§ 読む文章
================================

もう遺骨としか対面できないのはなんとなく教えて頂いた知識にあったのですが……
本当にそうなってしまって……
言い知れないものでした。
家族葬といっても通夜から何からすべて、火葬以外は行ったらしいのですが……
父のお姉さんたちは私が除籍した事を知っているのか?
と妹に尋ねたのだが
「ううん。知らないよ……」
と妹に言われ、あのバカ父親はどこまで自分自身が【悲劇の主人公】だと思っているか……
と
腹の中がふつふつと煮えくりかえったのだった。
どうせ「30年以上手に塩かけて育てた娘が勝手に出て行った…裏切られた…」
なーんてずっといろんな人に言っているのだろう。
アホか。
この日は雨で、行きたかった薔薇園に写真を撮りに行くこともできず、
とりあえず実家方面で予定があったので車を流しながらぼーっと
『さてどこへ行こうか』
と考えていた。
少し渋滞に巻き込まれ、ハッと
……平日だ、こんな雨だ、、弔問客がいたとしても墓にまでこないだろう……
そう、神社参りがスキな私はこの日ちよっと遠い珍しい神社に行く予定だったが
予定を変更し、地元のスーパーにかけこんで仏花がパッとしなかったので
薔薇が混じったきれいな花束を一つつかみ、ワンカップコーナーで酒が大好きな祖父のために酒を選んだ。
……まだこの時にも迷いはもちろんあった
だとしてもこれを逃したら次いつ会いに行けるかわからない……
車に戻った私は意を決して一年振りに実家のある集落へ向かった。
お線香は土砂降りだったので祖父には申し訳なかったが準備しなかった。
一年ぶりに踏んだ実家の地
変わったところもあった。
しかしよくよく考えたら
私はよくこんな閉塞的な村で30年以上も生きられたものだ……
ある意味関心する。
花束のビニールをはがし、ワンカップをポシェットにいれ、傘を差して実家の墓に迎う。
山の中の誰もいない墓……
実家の墓だ
盆だなんだでどこにあるかぐらいは知っている。
たどり着くと、まだ弔問客が絶えないらしい……
ここ最近地元は暑かったのに、誰かが添えていった白菊が生き生きと咲き誇っていた。

================================

§ 提供データ

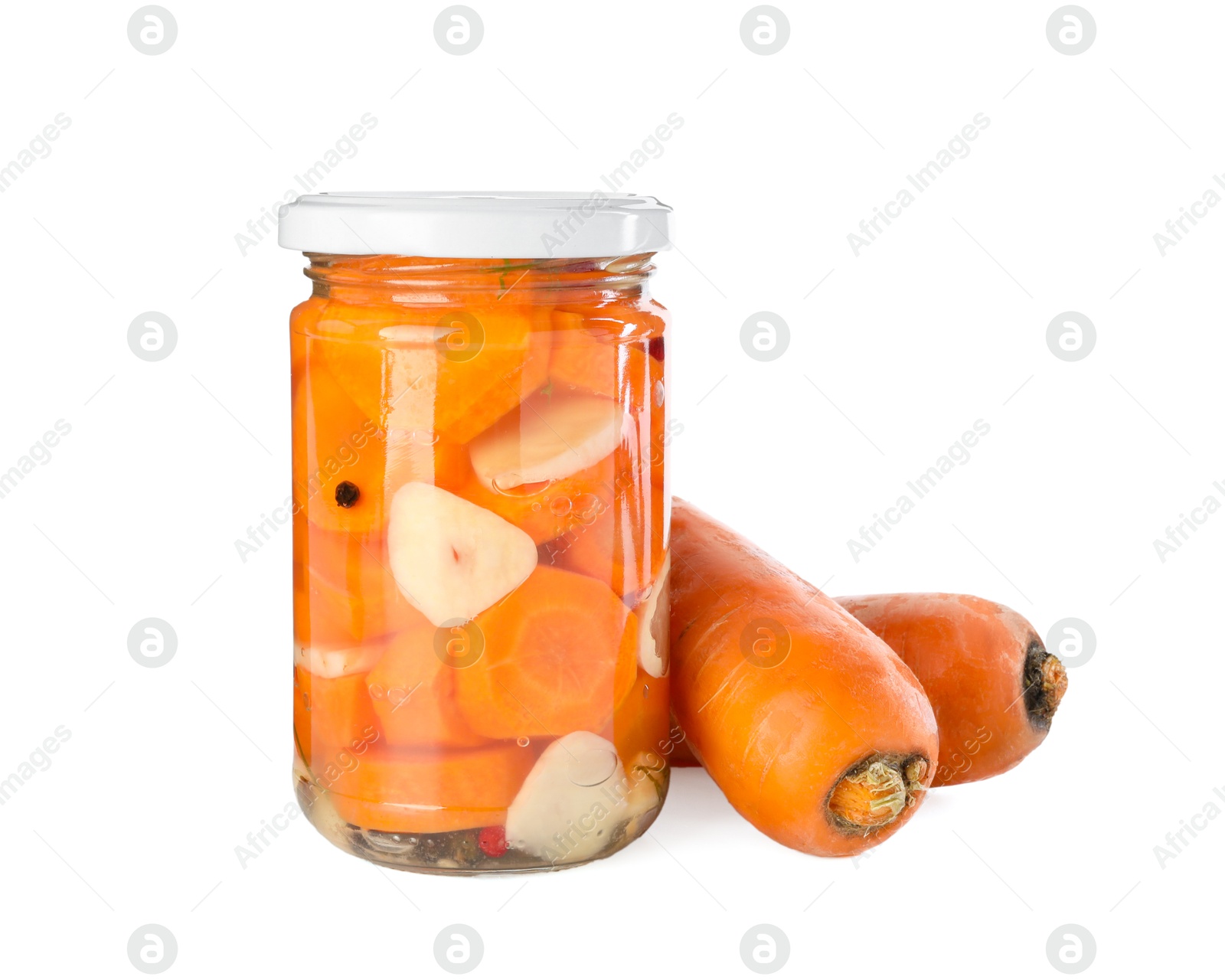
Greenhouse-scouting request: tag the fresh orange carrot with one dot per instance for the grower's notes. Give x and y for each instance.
(559, 653)
(990, 680)
(432, 793)
(812, 727)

================================

§ 練習問題
読む文章で、墓にたどり着いたとき、誰かが添えていった何の花が咲いていましたか。 データは使わなくても解けます。

§ 解答
白菊です。